> **PROBLEM TO WORK ON**: All lines holding the string "hardwood" should be copied from the data below.

> **DATA**:
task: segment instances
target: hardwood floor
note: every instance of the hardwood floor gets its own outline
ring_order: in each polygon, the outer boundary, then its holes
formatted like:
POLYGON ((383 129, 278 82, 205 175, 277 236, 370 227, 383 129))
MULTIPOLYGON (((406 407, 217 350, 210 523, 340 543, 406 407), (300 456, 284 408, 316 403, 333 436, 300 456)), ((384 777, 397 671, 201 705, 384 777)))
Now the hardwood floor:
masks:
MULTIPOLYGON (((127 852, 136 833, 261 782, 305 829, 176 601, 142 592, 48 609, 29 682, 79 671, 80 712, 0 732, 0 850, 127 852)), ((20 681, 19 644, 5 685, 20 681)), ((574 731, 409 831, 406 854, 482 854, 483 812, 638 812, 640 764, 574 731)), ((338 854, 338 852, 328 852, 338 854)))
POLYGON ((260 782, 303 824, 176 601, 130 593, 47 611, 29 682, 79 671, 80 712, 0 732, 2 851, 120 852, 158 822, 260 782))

> **TASK OUTPUT**:
target: hardwood floor
note: every instance of the hardwood floor gets its own outline
Now the hardwood floor:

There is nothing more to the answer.